Records for the exercise »
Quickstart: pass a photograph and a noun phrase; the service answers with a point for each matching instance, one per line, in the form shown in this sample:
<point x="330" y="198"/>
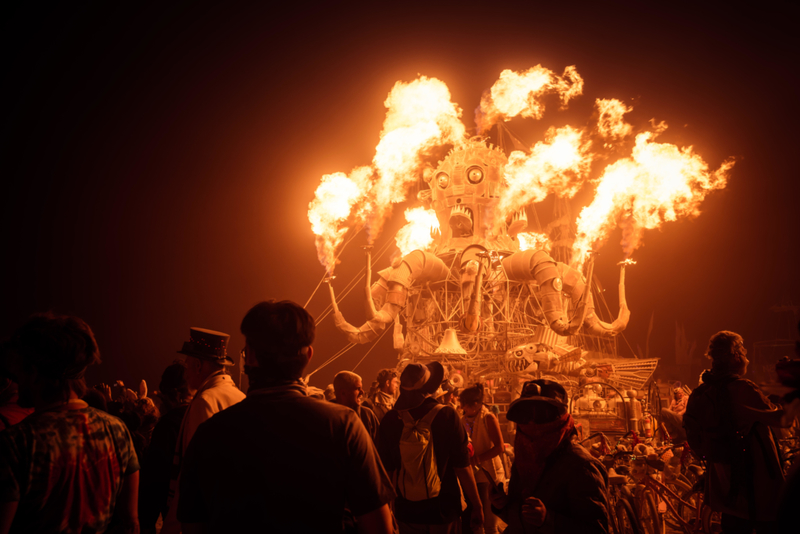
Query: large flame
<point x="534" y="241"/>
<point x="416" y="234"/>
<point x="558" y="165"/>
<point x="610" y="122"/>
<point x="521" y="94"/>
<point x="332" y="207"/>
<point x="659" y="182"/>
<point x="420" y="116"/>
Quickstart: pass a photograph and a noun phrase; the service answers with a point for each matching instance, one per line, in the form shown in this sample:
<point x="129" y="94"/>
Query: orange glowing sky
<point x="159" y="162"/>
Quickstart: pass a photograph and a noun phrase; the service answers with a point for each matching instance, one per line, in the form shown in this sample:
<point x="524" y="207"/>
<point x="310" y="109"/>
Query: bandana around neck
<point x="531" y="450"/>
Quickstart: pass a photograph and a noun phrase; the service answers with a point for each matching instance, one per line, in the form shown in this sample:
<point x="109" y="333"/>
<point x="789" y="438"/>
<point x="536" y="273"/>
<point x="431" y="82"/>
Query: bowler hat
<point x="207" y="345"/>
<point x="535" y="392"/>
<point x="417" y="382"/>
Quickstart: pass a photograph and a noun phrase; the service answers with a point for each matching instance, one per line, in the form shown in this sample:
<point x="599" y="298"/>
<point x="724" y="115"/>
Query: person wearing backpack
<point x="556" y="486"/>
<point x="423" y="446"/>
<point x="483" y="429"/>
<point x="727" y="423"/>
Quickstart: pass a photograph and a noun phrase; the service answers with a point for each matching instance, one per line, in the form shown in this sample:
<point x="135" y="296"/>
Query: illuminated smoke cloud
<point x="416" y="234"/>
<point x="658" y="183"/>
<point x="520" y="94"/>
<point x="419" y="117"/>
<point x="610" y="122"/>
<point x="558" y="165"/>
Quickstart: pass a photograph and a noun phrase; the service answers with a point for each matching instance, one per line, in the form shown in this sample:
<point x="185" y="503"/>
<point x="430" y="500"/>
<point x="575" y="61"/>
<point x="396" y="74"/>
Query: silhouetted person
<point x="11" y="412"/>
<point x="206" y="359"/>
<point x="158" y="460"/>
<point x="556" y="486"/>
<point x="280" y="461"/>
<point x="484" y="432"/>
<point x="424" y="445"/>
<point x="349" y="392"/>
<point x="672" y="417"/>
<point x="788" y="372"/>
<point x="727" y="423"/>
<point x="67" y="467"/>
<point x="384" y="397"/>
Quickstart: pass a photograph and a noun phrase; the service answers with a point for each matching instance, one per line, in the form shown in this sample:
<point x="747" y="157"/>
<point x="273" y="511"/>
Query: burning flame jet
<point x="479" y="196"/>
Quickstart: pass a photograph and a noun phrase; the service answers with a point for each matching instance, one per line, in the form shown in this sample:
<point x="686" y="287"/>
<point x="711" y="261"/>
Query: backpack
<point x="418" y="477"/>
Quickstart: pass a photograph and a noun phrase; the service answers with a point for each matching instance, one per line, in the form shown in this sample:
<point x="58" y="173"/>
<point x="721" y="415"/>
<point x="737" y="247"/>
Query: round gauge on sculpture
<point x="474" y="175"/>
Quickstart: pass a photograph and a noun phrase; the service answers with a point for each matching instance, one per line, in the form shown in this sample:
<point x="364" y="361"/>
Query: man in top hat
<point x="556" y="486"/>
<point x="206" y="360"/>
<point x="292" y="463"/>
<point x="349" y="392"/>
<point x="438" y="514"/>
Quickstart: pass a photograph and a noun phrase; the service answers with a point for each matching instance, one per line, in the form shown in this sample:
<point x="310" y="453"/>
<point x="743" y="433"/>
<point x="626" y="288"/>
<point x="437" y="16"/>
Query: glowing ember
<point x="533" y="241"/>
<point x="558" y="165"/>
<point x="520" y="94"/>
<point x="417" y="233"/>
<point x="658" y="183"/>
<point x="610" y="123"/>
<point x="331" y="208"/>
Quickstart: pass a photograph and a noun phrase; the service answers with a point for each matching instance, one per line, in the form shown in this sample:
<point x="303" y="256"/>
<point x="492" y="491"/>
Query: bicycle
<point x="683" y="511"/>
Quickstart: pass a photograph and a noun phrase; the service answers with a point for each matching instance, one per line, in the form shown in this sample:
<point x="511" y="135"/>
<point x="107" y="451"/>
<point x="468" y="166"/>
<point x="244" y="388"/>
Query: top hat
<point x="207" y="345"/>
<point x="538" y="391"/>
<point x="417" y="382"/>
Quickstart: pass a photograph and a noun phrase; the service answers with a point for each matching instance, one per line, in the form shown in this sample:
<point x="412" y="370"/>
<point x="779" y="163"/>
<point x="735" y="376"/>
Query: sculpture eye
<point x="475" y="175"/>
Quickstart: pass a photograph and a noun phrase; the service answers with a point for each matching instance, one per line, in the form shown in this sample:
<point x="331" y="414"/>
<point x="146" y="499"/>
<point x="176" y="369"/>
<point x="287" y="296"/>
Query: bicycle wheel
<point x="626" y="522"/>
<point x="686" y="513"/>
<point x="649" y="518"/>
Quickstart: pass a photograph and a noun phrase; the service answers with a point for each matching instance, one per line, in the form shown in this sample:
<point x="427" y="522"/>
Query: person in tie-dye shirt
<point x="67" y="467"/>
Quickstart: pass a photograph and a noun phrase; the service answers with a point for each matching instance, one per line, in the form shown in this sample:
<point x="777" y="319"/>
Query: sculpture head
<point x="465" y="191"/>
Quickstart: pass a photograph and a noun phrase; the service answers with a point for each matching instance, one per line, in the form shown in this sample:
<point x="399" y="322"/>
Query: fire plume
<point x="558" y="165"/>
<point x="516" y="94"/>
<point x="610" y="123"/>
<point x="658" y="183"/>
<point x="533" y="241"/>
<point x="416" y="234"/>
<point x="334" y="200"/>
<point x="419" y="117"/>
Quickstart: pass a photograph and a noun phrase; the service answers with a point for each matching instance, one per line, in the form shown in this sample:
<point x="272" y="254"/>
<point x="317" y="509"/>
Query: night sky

Short exercise »
Which lines in the listing above contain the word "sculpture"? Copy each of those lines in full. Case counts.

Output for this task »
Query: round gauge on sculpture
Query: sculpture eye
Query: sculpture head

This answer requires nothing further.